WORK ORDER 1:
Write out, word for word, the section of the passage below on parts order fulfillment that begins with "Naturally, companies must" and ends with "supply chain cost.".
WORK ORDER 2:
Continue the passage below on parts order fulfillment and inventory cost, starting after its last sentence.

TEXT EXCERPT below:

In servicing this demand, companies deploy two basic types of order fulfillment strategies—facing fill and search fill. “Facing fill means filling parts orders from inventory on hand at the location nearest the customer,” Srinivasan says. “With search fill, manufacturers must search the DC network for the part to fill the order.

“Different companies have different strategies for managing demand. Some companies focus on increasing their facing fill, getting the part quickly for example. They may want 95 percent facing fill from certain key distribution centers, and 90 percent from others. Or, if they know customers are happy with 80 percent facing fill, they can operate with high levels of search fill. In that case, they achieve a better inventory management profile,” he adds.

Naturally, companies must balance service levels with inventory cost. The goal usually is achieving the best service level with the best inventory turn rate. But inventory carrying cost has to be balanced against total supply chain cost.

“You may have a high rate of inventory efficiency but spend too much on transportation,” Srinivasan says.

End of TEXT EXCERPT.
SUPPLIED INFORMATION below:

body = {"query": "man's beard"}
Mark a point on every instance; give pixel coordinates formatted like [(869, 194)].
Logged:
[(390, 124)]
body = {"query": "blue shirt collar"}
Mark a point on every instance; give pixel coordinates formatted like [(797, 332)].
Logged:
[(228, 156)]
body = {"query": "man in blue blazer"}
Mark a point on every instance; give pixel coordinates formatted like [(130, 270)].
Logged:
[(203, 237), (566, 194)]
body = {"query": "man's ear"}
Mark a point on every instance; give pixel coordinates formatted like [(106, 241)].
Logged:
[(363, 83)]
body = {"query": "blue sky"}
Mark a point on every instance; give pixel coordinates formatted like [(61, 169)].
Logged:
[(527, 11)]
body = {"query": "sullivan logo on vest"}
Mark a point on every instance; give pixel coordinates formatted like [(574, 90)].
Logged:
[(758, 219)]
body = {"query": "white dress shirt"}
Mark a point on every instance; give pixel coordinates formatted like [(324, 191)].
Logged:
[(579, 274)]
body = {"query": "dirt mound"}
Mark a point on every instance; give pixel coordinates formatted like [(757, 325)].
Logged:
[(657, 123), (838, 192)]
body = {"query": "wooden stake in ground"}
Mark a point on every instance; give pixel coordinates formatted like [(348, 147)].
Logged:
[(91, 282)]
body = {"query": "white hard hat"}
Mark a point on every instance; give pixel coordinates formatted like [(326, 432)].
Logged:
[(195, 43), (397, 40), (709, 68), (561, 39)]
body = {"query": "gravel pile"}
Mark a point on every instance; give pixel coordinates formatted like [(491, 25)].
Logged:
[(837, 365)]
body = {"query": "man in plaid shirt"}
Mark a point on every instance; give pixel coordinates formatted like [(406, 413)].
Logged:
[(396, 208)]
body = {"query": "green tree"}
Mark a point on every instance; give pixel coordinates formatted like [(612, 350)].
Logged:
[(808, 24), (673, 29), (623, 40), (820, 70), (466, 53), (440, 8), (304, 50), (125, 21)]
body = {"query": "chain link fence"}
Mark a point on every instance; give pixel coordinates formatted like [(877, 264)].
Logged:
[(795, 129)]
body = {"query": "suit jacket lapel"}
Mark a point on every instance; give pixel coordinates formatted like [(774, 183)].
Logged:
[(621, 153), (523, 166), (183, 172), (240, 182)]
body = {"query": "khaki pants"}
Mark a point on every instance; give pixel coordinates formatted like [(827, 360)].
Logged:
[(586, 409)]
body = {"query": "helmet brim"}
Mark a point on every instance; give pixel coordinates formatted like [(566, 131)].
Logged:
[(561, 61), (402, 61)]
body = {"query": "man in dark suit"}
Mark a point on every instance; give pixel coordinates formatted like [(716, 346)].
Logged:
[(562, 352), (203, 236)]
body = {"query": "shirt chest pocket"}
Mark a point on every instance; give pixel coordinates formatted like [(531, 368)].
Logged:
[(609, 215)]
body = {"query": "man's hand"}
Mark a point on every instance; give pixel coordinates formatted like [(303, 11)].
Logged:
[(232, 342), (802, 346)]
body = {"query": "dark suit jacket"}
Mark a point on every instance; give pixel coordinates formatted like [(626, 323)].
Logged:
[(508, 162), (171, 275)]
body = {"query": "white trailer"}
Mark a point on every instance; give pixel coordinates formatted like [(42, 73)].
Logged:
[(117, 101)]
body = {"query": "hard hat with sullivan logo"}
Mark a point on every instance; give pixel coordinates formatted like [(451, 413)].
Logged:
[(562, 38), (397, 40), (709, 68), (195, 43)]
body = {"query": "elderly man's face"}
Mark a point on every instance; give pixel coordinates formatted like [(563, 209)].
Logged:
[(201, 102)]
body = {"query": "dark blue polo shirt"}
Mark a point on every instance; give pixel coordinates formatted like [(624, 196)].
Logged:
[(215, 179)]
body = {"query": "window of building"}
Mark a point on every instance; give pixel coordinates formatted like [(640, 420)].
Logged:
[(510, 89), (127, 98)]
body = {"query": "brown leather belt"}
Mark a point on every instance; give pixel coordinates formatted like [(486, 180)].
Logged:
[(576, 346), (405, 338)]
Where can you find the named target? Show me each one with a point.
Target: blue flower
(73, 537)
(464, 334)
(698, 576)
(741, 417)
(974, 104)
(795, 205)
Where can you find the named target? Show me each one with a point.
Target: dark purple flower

End of SUPPLIED INFORMATION.

EXERCISE OUTPUT 1:
Naturally, companies must balance service levels with inventory cost. The goal usually is achieving the best service level with the best inventory turn rate. But inventory carrying cost has to be balanced against total supply chain cost.

EXERCISE OUTPUT 2:
Service parts inventory management involves recognizing and juggling all forms of inventory. “You need a system that will permit old parts to be consumed before new, or manage consumption of remanufactured parts versus new, depending on customer requirements,” Srinivasan says.

“The underlying theme in service parts logistics management is inventory visibility across your entire network,” says Landry. “You need to know how much inventory is sitting on the dock, or in the warehouse, and how much is in transit.”

Room for Improvement

Service parts logistics represents a huge opportunity for improvement at most companies. “Service can add substantially to shareholder value,” write C. Edwin Starr, David J. Standridge, and Brian M. Sprague of consulting firm Accenture in Service Management: Turning Service into a Growth Engine. In fact, over time, service may actually contribute more to earnings than sales of the product do.

The majority of organizations still manage this part of their business in fire-fighting mode, scrambling to react to service problems as they pop up. Service is viewed primarily as a cost center.

This approach contrasts starkly with that of the service logistics leaders who manage service as a growth engine and profit center.

“These companies leverage service to generate new business and drive revenue,” says Servigistics’ Hinkle. “They collaborate extensively with dealers, distributors, and other supply chain partners. They conduct proactive market planning, analyze contract and new business profitability, and devote sales and market resources accordingly. They focus on pricing optimization.”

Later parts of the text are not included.